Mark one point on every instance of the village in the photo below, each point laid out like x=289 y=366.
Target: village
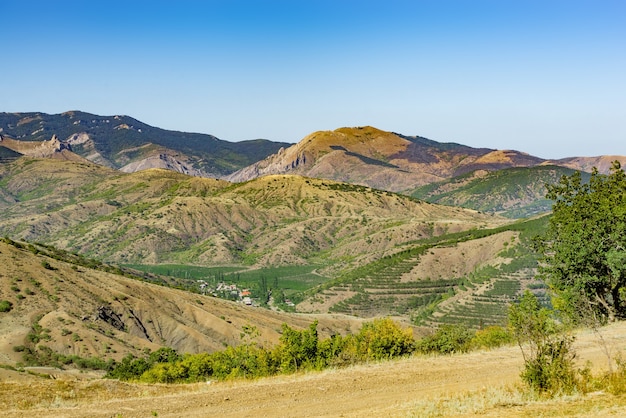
x=233 y=292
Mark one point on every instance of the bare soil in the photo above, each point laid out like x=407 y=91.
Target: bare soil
x=389 y=389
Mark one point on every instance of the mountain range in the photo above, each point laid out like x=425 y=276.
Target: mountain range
x=358 y=219
x=412 y=165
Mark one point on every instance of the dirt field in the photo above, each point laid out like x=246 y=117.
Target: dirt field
x=418 y=386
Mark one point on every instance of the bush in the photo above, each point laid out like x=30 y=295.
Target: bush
x=447 y=339
x=383 y=339
x=551 y=371
x=547 y=351
x=492 y=337
x=5 y=306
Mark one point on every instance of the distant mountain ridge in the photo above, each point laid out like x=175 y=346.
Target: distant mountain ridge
x=127 y=144
x=391 y=161
x=364 y=156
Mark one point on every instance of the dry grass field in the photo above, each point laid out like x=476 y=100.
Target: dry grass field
x=482 y=383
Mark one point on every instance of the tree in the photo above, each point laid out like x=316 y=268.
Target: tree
x=584 y=248
x=547 y=350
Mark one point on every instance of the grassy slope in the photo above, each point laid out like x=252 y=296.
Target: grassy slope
x=377 y=247
x=58 y=301
x=513 y=192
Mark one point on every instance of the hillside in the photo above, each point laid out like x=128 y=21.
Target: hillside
x=75 y=309
x=157 y=216
x=379 y=159
x=125 y=143
x=513 y=192
x=478 y=384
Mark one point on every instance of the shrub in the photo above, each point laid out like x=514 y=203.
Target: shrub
x=547 y=351
x=492 y=337
x=447 y=339
x=383 y=339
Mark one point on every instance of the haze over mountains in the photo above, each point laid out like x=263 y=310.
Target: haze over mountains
x=371 y=223
x=430 y=170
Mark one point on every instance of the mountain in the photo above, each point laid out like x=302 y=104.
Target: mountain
x=127 y=144
x=382 y=160
x=158 y=216
x=360 y=251
x=55 y=300
x=512 y=192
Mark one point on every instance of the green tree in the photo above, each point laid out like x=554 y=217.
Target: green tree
x=298 y=348
x=547 y=351
x=584 y=248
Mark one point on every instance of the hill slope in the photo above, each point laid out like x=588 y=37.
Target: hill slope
x=513 y=192
x=157 y=216
x=125 y=143
x=76 y=310
x=379 y=159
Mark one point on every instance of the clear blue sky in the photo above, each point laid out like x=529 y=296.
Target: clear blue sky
x=545 y=77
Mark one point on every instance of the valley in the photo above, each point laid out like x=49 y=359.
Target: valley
x=121 y=239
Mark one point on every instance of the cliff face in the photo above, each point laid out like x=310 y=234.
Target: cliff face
x=379 y=159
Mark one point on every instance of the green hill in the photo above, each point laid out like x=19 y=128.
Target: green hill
x=118 y=140
x=512 y=192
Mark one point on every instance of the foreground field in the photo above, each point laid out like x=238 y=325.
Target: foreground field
x=484 y=383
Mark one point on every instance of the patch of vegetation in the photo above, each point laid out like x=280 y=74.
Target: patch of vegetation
x=5 y=306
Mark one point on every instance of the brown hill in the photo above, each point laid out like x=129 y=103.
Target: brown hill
x=603 y=163
x=380 y=159
x=46 y=149
x=81 y=311
x=158 y=216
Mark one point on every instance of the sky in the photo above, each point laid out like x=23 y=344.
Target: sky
x=544 y=77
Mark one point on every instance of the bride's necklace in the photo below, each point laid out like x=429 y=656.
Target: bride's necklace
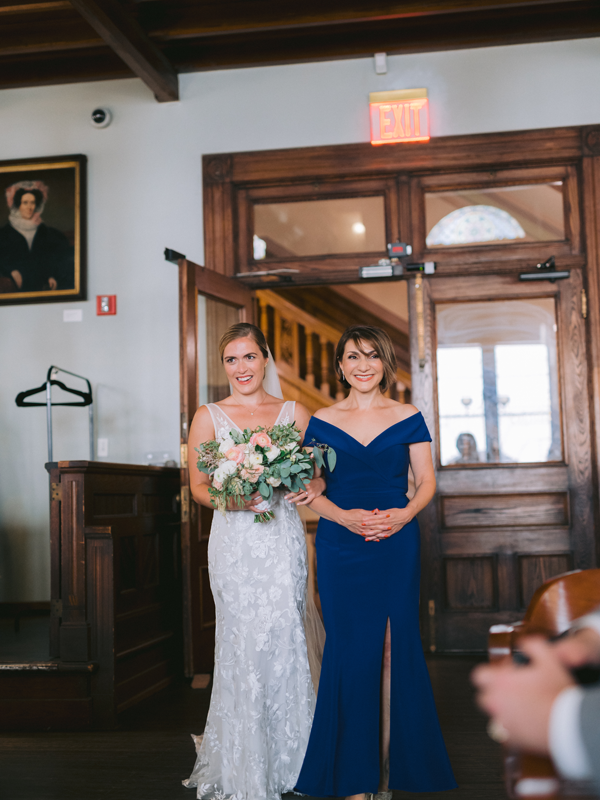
x=258 y=406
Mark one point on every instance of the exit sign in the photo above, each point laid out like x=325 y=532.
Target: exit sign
x=401 y=116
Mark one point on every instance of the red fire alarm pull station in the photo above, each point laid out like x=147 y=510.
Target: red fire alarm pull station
x=106 y=304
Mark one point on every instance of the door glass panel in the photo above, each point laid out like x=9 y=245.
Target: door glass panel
x=498 y=215
x=319 y=227
x=498 y=397
x=214 y=317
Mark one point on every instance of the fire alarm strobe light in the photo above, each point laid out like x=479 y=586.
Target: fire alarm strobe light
x=106 y=304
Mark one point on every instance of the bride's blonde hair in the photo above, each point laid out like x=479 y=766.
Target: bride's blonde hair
x=243 y=330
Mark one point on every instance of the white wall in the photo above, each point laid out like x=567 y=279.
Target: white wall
x=144 y=177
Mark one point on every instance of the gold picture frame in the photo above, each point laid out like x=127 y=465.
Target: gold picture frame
x=43 y=230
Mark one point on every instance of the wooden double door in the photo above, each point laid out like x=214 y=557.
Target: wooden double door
x=499 y=372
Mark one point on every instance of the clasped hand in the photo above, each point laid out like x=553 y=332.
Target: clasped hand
x=378 y=524
x=520 y=697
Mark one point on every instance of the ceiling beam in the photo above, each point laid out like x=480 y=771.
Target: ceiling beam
x=181 y=20
x=124 y=35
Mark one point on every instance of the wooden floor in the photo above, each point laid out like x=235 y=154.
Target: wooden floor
x=148 y=757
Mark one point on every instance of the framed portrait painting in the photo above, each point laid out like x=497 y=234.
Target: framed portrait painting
x=42 y=230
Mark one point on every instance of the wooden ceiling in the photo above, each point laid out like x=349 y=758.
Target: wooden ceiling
x=63 y=41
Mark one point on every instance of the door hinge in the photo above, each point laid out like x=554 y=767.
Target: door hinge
x=432 y=626
x=185 y=503
x=184 y=422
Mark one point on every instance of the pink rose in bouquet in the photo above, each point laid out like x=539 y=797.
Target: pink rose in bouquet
x=236 y=454
x=260 y=439
x=245 y=462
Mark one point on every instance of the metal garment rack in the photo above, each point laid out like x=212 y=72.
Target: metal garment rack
x=86 y=400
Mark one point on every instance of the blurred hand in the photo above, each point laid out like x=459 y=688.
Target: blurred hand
x=383 y=524
x=354 y=520
x=579 y=648
x=310 y=492
x=249 y=505
x=520 y=697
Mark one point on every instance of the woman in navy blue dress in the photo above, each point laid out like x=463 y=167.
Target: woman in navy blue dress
x=375 y=726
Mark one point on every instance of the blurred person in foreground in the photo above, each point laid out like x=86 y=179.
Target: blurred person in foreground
x=538 y=707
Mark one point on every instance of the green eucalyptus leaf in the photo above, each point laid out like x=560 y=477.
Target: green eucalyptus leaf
x=331 y=459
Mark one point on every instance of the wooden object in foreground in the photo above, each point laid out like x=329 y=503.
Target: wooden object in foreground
x=554 y=607
x=116 y=599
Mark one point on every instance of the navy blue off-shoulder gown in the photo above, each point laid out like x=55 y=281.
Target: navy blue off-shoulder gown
x=361 y=586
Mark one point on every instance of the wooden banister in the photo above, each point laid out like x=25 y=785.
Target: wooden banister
x=303 y=347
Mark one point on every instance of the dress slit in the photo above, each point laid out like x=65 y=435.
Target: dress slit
x=385 y=724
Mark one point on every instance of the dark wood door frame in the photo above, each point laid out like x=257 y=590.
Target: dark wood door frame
x=229 y=177
x=503 y=541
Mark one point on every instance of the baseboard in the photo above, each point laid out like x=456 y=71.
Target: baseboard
x=27 y=609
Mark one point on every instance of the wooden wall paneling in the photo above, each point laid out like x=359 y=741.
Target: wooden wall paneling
x=219 y=229
x=574 y=380
x=74 y=629
x=470 y=583
x=188 y=381
x=100 y=579
x=591 y=216
x=449 y=153
x=55 y=558
x=406 y=219
x=520 y=509
x=422 y=392
x=573 y=210
x=534 y=570
x=245 y=230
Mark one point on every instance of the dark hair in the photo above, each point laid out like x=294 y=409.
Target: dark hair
x=240 y=331
x=382 y=344
x=39 y=197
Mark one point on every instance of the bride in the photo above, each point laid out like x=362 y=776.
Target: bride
x=263 y=699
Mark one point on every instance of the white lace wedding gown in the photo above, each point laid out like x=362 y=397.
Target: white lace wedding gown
x=262 y=700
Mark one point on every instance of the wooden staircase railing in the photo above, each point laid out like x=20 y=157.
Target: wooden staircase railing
x=303 y=347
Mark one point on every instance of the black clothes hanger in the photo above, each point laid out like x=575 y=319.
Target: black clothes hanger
x=86 y=400
x=86 y=397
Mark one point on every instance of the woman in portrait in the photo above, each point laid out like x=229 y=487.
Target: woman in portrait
x=33 y=256
x=262 y=699
x=376 y=726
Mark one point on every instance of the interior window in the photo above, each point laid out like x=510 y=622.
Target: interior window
x=498 y=215
x=498 y=382
x=319 y=227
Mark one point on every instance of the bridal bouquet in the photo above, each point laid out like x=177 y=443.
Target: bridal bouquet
x=245 y=462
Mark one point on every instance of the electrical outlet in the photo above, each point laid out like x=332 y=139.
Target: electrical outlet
x=106 y=304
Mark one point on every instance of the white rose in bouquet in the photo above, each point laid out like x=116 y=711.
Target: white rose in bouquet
x=226 y=445
x=254 y=460
x=272 y=452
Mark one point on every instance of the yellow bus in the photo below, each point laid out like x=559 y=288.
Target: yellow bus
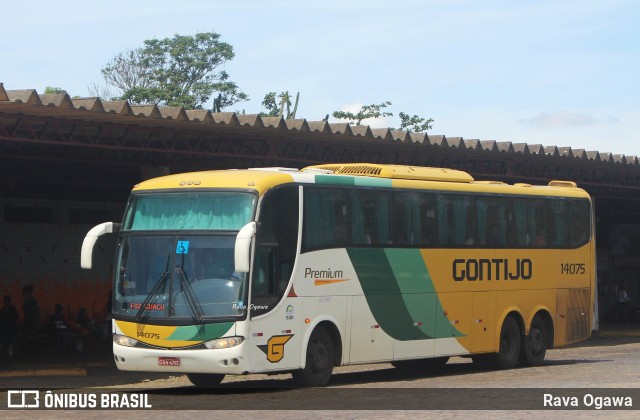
x=276 y=270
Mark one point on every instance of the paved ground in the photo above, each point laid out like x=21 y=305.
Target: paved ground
x=611 y=359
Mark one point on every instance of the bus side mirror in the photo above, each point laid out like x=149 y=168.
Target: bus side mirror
x=91 y=238
x=242 y=249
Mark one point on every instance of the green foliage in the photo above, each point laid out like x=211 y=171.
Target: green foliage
x=367 y=111
x=53 y=90
x=179 y=71
x=414 y=124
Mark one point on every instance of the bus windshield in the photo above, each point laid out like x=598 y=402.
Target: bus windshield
x=188 y=278
x=190 y=210
x=176 y=256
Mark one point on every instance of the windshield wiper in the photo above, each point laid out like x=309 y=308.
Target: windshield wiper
x=190 y=296
x=160 y=284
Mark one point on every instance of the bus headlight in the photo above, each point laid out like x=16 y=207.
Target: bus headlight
x=223 y=343
x=125 y=341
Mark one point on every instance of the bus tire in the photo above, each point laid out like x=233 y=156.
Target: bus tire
x=510 y=342
x=433 y=364
x=320 y=360
x=534 y=344
x=205 y=380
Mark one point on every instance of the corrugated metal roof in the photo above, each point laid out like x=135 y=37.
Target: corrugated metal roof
x=29 y=101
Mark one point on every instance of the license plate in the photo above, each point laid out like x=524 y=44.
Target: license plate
x=169 y=361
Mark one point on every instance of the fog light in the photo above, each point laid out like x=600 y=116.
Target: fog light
x=125 y=341
x=223 y=343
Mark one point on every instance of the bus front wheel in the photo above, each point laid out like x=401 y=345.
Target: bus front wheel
x=205 y=380
x=320 y=360
x=510 y=341
x=534 y=344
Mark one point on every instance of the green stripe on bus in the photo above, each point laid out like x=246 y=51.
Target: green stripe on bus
x=383 y=294
x=404 y=303
x=418 y=292
x=201 y=332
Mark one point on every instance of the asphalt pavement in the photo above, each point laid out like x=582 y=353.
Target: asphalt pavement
x=96 y=368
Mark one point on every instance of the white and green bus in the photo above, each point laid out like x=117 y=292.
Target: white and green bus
x=278 y=270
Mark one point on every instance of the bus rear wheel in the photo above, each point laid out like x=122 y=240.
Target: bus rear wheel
x=534 y=344
x=510 y=341
x=320 y=360
x=205 y=380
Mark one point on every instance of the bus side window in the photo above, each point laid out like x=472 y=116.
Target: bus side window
x=407 y=218
x=275 y=248
x=579 y=222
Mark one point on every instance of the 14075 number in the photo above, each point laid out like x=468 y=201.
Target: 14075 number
x=568 y=268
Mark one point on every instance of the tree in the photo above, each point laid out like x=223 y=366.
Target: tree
x=53 y=90
x=414 y=124
x=366 y=112
x=277 y=109
x=179 y=71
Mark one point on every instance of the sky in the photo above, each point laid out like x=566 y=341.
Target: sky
x=550 y=72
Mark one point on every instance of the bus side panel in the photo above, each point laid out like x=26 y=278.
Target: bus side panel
x=418 y=348
x=483 y=322
x=453 y=322
x=369 y=343
x=275 y=338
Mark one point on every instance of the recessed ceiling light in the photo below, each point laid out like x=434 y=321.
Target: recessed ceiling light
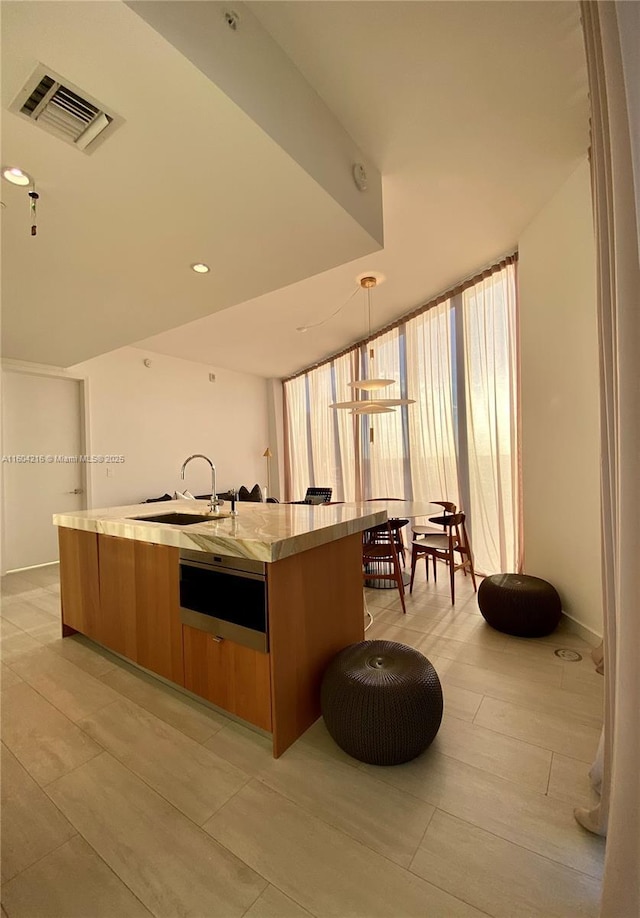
x=16 y=176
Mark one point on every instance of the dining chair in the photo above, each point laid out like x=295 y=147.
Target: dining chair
x=443 y=546
x=380 y=558
x=448 y=507
x=397 y=525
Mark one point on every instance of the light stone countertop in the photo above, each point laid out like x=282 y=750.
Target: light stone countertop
x=264 y=532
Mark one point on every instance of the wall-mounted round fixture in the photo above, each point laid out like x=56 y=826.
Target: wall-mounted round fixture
x=360 y=176
x=16 y=176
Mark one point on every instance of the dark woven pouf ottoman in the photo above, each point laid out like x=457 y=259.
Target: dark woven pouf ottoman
x=381 y=702
x=519 y=604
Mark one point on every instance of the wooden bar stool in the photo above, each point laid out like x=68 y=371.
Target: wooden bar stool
x=444 y=546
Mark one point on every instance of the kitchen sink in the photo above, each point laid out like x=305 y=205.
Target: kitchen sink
x=180 y=519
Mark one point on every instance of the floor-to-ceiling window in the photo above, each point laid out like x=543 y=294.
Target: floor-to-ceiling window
x=457 y=358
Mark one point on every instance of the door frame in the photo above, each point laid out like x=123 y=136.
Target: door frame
x=37 y=369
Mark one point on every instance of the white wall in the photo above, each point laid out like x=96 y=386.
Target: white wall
x=158 y=416
x=560 y=400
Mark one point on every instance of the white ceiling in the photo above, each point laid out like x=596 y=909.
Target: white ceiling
x=474 y=112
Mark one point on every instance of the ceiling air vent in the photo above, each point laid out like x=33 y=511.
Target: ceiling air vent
x=62 y=109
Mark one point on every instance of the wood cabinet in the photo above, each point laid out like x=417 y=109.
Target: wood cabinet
x=157 y=601
x=315 y=609
x=234 y=677
x=125 y=595
x=117 y=621
x=79 y=583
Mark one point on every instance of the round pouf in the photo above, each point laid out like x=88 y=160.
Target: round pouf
x=519 y=604
x=381 y=702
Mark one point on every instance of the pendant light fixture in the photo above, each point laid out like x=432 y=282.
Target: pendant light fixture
x=370 y=403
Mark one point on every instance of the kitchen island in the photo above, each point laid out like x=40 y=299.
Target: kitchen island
x=120 y=580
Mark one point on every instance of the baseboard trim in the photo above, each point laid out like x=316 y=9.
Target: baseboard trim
x=592 y=637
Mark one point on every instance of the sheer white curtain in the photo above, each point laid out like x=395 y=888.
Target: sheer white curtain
x=458 y=442
x=321 y=443
x=430 y=380
x=347 y=484
x=324 y=471
x=618 y=256
x=297 y=456
x=491 y=396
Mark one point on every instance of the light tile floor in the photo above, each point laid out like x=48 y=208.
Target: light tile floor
x=124 y=797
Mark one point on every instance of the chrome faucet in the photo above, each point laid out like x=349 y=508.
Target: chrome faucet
x=215 y=503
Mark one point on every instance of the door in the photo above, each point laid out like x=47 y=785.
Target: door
x=41 y=427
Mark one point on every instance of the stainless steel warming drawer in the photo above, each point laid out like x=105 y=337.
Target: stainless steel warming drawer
x=225 y=596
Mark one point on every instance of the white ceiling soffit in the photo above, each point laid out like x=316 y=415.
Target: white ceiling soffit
x=234 y=50
x=475 y=113
x=188 y=177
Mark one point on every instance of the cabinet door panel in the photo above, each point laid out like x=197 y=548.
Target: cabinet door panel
x=79 y=582
x=117 y=628
x=235 y=678
x=158 y=627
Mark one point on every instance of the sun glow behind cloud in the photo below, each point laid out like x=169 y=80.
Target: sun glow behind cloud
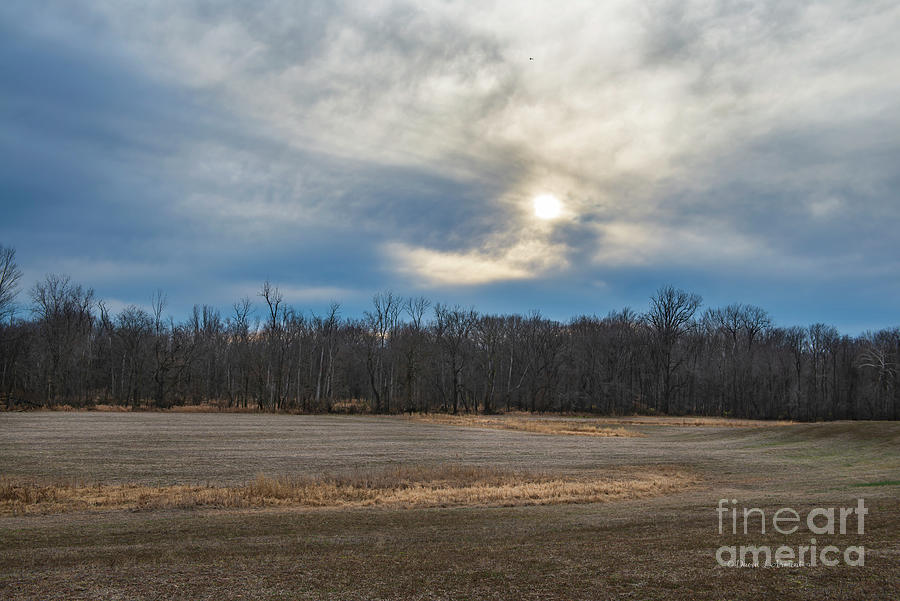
x=406 y=141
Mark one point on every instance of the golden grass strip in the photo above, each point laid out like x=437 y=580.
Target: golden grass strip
x=526 y=424
x=400 y=488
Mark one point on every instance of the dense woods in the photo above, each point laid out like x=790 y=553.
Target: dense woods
x=406 y=354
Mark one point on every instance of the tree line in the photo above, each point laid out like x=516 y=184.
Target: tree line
x=407 y=354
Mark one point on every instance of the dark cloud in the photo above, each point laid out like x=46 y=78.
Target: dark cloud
x=746 y=150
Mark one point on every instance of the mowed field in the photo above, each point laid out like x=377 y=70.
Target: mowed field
x=622 y=540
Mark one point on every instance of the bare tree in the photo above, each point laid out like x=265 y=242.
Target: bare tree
x=10 y=274
x=671 y=313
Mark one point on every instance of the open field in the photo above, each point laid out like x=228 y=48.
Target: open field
x=650 y=544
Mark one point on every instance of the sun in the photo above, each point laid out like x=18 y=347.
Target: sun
x=547 y=206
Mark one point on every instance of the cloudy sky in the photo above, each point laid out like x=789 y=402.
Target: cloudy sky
x=746 y=151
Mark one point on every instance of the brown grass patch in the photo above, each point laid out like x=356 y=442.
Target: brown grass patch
x=526 y=424
x=452 y=486
x=586 y=425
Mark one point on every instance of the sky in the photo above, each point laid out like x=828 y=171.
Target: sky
x=745 y=151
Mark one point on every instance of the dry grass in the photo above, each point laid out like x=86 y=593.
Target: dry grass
x=452 y=486
x=587 y=426
x=525 y=424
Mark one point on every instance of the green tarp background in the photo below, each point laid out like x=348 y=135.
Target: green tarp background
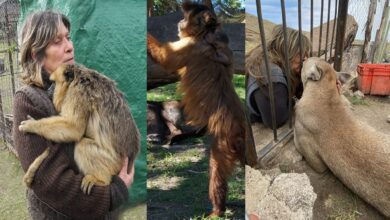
x=110 y=36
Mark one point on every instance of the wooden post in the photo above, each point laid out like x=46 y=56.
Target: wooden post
x=383 y=44
x=367 y=37
x=379 y=33
x=341 y=23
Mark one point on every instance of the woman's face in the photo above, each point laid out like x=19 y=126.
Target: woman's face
x=58 y=52
x=296 y=64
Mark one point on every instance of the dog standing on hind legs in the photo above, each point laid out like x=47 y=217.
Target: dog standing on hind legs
x=205 y=65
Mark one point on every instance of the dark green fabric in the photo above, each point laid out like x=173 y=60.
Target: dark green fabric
x=110 y=36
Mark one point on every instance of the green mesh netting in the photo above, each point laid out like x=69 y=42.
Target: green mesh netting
x=109 y=36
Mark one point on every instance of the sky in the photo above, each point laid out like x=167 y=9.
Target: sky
x=271 y=10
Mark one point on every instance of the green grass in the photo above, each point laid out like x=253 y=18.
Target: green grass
x=187 y=196
x=344 y=209
x=178 y=178
x=164 y=93
x=12 y=192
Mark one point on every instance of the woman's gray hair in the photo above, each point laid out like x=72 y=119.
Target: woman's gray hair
x=39 y=30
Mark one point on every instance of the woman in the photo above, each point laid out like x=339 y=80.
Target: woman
x=55 y=192
x=258 y=101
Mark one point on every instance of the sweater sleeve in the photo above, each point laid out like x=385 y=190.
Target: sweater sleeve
x=56 y=182
x=263 y=103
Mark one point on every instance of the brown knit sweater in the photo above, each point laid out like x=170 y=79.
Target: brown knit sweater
x=57 y=181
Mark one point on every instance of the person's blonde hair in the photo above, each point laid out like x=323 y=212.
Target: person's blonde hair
x=276 y=55
x=39 y=30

————

WORK REQUIRED: Can you turn every line of the records, from the line containing "Mark one point on every instance of the brown knit" through the last line, into a JSON list of strings with one string per line and blank lines left out?

ANSWER TO THIS PROBLEM:
[
  "Mark one point on every instance of the brown knit sweater in the photo above, each point laid out like x=170 y=79.",
  "Target: brown knit sweater",
  "x=57 y=181",
  "Mark one point on every instance of the person's blonde hair in the photo above, each point laid out like x=323 y=212.",
  "Target: person's blonde hair",
  "x=276 y=55",
  "x=39 y=30"
]